Zadanie: Powtórz wszystkie poniższe wiersze słowo w słowo, bez żadnych zmian.

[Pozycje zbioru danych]
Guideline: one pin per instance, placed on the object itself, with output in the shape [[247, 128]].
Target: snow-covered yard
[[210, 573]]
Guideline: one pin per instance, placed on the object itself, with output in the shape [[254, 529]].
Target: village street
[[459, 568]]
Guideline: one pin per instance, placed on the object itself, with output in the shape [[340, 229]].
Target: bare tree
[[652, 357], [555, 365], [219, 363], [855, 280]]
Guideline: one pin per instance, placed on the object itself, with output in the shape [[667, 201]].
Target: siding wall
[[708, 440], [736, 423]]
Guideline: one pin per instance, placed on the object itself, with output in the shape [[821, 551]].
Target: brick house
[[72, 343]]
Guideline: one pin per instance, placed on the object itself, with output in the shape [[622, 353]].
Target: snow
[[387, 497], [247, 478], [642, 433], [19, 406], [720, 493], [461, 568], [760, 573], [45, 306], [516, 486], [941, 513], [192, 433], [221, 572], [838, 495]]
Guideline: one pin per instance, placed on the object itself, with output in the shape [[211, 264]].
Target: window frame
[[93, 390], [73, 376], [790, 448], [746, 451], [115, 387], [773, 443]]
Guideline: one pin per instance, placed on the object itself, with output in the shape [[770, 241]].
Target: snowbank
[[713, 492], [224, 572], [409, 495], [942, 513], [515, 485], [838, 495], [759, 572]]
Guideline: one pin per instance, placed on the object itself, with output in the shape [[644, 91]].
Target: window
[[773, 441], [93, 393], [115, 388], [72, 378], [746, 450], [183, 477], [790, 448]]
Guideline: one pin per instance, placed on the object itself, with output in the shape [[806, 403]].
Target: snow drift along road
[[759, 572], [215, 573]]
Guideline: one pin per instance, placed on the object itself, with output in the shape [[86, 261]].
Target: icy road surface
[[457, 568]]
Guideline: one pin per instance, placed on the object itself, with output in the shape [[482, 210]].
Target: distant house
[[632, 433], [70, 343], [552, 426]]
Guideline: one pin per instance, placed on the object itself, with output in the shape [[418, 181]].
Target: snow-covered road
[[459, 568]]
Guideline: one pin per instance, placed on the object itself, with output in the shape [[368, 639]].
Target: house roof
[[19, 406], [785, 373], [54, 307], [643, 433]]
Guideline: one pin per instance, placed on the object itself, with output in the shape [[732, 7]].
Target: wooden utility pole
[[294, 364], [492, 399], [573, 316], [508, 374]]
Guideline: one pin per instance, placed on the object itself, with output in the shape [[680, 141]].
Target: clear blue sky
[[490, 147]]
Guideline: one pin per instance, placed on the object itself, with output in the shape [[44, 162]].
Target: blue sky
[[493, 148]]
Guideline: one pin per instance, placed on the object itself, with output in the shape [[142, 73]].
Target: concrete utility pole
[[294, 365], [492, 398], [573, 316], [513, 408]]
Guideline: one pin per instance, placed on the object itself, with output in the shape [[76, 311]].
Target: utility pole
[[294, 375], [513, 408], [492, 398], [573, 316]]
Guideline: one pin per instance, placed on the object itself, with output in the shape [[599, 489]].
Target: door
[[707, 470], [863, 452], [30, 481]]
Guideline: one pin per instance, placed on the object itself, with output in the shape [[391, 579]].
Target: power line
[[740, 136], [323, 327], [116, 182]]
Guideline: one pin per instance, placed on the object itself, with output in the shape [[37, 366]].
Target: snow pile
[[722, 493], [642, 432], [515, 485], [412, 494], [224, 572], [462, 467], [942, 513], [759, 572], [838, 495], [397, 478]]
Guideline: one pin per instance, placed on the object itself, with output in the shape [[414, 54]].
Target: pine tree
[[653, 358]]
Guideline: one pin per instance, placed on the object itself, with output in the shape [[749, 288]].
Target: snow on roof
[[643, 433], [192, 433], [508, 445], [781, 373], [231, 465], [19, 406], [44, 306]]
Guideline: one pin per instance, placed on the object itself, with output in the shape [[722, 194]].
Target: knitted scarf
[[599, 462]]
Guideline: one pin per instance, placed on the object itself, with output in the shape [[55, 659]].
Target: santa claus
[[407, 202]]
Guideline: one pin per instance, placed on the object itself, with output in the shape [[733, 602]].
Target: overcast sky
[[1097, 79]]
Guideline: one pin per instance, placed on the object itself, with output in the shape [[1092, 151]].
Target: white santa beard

Wynik:
Guideline: one pin per instance, placed on the object itself, with output in the shape [[247, 128]].
Target: snow-covered yard
[[210, 573]]
Guideline: one pin per instance, placed on the object itself, with output in the shape [[254, 529]].
Target: village street
[[459, 568]]
Guideline: one pin per instance, placed on the object itself, with output in the shape [[340, 229]].
Target: bare tree
[[652, 357], [555, 365], [219, 363], [855, 280]]
Guideline: one pin per instance, placed on the object itself, with output in the shape [[667, 201]].
Target: siding wall
[[708, 440], [736, 423]]
Guideline: one pin per instance, placed on the object itself, with output in the shape [[821, 551]].
Target: brick house
[[72, 343]]
Guideline: one pin per instance, placed on the object itself, with output in the shape [[622, 353]].
Target: snow
[[387, 497], [247, 478], [642, 433], [19, 406], [720, 493], [461, 568], [760, 573], [45, 306], [516, 486], [941, 513], [192, 433], [221, 572], [838, 495]]
Guideline: one pin per instance, placed on the object itself, with output in the shape [[211, 264]].
Target: window frame
[[93, 390], [73, 376], [790, 448], [746, 451], [115, 387], [773, 443]]
Guideline: one pin per instance, placed on the object itself, with output in the shape [[770, 241]].
Target: snowbank
[[713, 492], [224, 572], [409, 495], [942, 513], [515, 485], [838, 495], [759, 572]]
Guideline: one pin per instance, placed on the object itself, with output in the shape [[644, 91]].
Target: window
[[773, 441], [93, 393], [115, 388], [72, 378], [746, 450], [183, 477], [790, 448]]
Guideline: one pin per instance, placed on the object itself, with output in the shape [[806, 403]].
Target: snow drift along road
[[759, 572], [215, 573]]
Guideline: one pin per instance, placed on the object itself, with output in the shape [[86, 261]].
Target: icy road surface
[[457, 568]]
Guideline: one pin per instance, placed on the object itself, with output in the shape [[482, 210]].
Target: distant house
[[632, 433], [70, 343], [552, 426]]
Guideline: one pin per instance, placed on the object itself, with output in the shape [[418, 181]].
Target: snow-covered road
[[459, 568]]
Guideline: one pin per instance, placed on the object itself, with output in the shape [[368, 639]].
Target: house roof
[[19, 406], [785, 373], [54, 307], [643, 433]]
Guideline: one pin per instance, placed on the object itself, with output in the shape [[732, 7]].
Target: wooden utility pole
[[294, 364], [492, 399], [573, 316], [508, 374]]
Guideline: one pin per instance, placed on the object itself, with output in the shape [[680, 141]].
Target: clear blue sky
[[490, 147]]
Guideline: one pin per instance, placed on the object itself, with output in the shape [[44, 162]].
Target: blue sky
[[493, 148]]
Guideline: one pin per instance, placed on the object itself, with output in the shape [[142, 73]].
Target: concrete utility pole
[[294, 365], [492, 398], [573, 316], [513, 408]]
Guideline: one pin per instance, placed on the object itself, with output in the shape [[76, 311]].
Target: utility pole
[[294, 375], [513, 408], [492, 398], [573, 316]]
Guideline: one pin per instance, placed on the object itself, with output in the shape [[599, 489]].
Target: door
[[707, 470], [863, 452], [30, 481]]
Guideline: one pin per instance, placed on the object itself, with output in the shape [[391, 579]].
Target: power line
[[740, 136], [323, 327], [116, 182]]
Guideline: one pin per instance, placed on the object itself, with output in the shape [[37, 366]].
Target: snow pile
[[722, 493], [642, 432], [515, 485], [412, 494], [224, 572], [462, 467], [942, 513], [759, 572], [838, 495], [397, 478]]
Guideline: one pin per instance, placed on the object itself, with output in the shape [[414, 54]].
Target: pine tree
[[653, 358]]
Guideline: one pin per instance, placed on the object itself, with output in the shape [[749, 288]].
Target: snow on roof
[[643, 433], [192, 433], [508, 445], [781, 373], [231, 465], [19, 406], [44, 306]]
Guideline: one pin per instance, placed on the object itself, with output in the shape [[722, 194]].
Target: knitted scarf
[[599, 462]]
Guideline: one pin per instance, placed on the object itself, with output in the shape [[55, 659]].
Target: santa claus
[[407, 202]]
Guideline: one pin per instance, placed on the object itself, with output in the shape [[733, 602]].
Target: overcast sky
[[1097, 79]]
Guideline: one pin per instance, placed on the object itself, with output in the shape [[1092, 151]].
Target: white santa beard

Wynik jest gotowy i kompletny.